=== GIVEN PASSAGE ===
## begin

# Financial implications of Renouncing (aside from the fee)



## sueinwales (Oct 4, 2017)

Trying my best to figure all this out, but it's very hard to find information. I (and my 2 adult children) really have no interest in remaining a US nationals, but worry about financial implications of renouncing. No property in USA, no US based pension or other income. My only tie is as a beneficiary of 2 trusts set up by my parents before their deaths (one is labelled a generation skipping trust). 

For myself, it is possible that one of the trusts could be dissolved and the remaining funds distributed to me- does anyone have a view as to whether NOT being a US citizen at this point would make any difference from an American tax point of view?

For my children the dissolution of the trust(s) will be a certainty: the GST may be dissolved in just a few years (if not, then it will certainly be dissolved at the point of my death). So, similarly, are there any implications to them if they give up US nationality before the Trusts are dissolved?

And finally, while the Trusts are in place and distributions made from them to us, will these distributions be treated differently from the American side if we are no longer US nationals? For example, would any witholdings be made to cash distributions?


----------



## Moulard (Feb 3, 2017)

I am not really familiar with the nuances of trust distributions and even less so for GSTs... but here is some food for thought based on my limited understanding.

NRAs are subject to US income tax only on their US source income, generally at a 30% withholding rate.

My understanding is that a beneficiary of a trust typically pays tax on the distribution that they receive, but not on the component that is from the trust principal.

The trust would issue a K-1, which breaks down the distribution, or how much of the distributed money came from principal versus interest and withhold income tax on the taxable component.

Absent any particular clause in an income tax treaty, the US would have the primary right to tax it, and you would likely get some form of tax relief in the (I assume UK) to reduce the double taxation that would result according to UK income tax rules.

Its worth noting that NRAs are also subject to estate, gift and generation-skipping transfer taxes - but only on US situs assets. 

what is US taxable will depend greatly on the assets held by the GST. 

Things like US situs real property, tangible personal property, stocks of US companies, cash deposits held with US mutual funds, some debts of US obligors, etc would all be considered US sourced.

Its also worth noting that in addition to an income tax treaty with the UK, I believe that the US also has an estate tax treaty with the UK. 

There are a bunch of tax planning things that can be done to reduce potential income and estate taxes but they would involve cooperation of the trustees and proper advice.


----------



## 255 (Sep 8, 2018)

sueinwales -- Both of your trusts appear to be "irrevocable" trusts. In the U.S., taxes are paid as they occur; so any distribution of income will be taxed at your normal U.S. rates, while you're still U.S. citizens. After you become an NRA, as Moulard said, and depending on the specifics of the distribution, you may be subject to a U.S. withholding tax of 30% (which is probably more than your normal U.S. income tax, as a U.S. citizen, since capital gains and dividends both have preferred tax rates.) There is no U.S. tax on principal distributions either way. If you are an NRA -- you will no longer have an obligation to file U.S. tax returns. You need to review the specifics of the trusts and in consultation with the Trustee(s,) it may be to your advantage to delay expatriation until the trusts are closed (from a U.S. tax perspective.)

## end

=== WHAT YOU WILL DO ===
a) Could you translate this sentence from the renouncing thread into Spanish: "NRAs are subject to US income tax only on their US source income, generally at a 30% withholding rate."
b) Will you echo the renouncing thread starting with "NRAs are subject" and going on through "the taxable component."?
c) Which kinds of assets does the renouncing thread say would be considered US sourced?
You won't need the listing.

=== STORED DATA ===
## begin

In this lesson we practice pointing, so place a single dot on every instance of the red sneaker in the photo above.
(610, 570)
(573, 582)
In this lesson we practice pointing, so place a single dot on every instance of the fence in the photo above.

## end

=== SOLUTIONS IN ORDER ===
a) Los NRA están sujetos al impuesto sobre la renta de EE. UU. solo sobre sus ingresos de fuente estadounidense, generalmente a una tasa de retención del 30 %.

b)
NRAs are subject to US income tax only on their US source income, generally at a 30% withholding rate.

My understanding is that a beneficiary of a trust typically pays tax on the distribution that they receive, but not on the component that is from the trust principal.

The trust would issue a K-1, which breaks down the distribution, or how much of the distributed money came from principal versus interest and withhold income tax on the taxable component.

c)
- US situs real property
- tangible personal property
- stocks of US companies
- cash deposits held with US mutual funds
- some debts of US obligors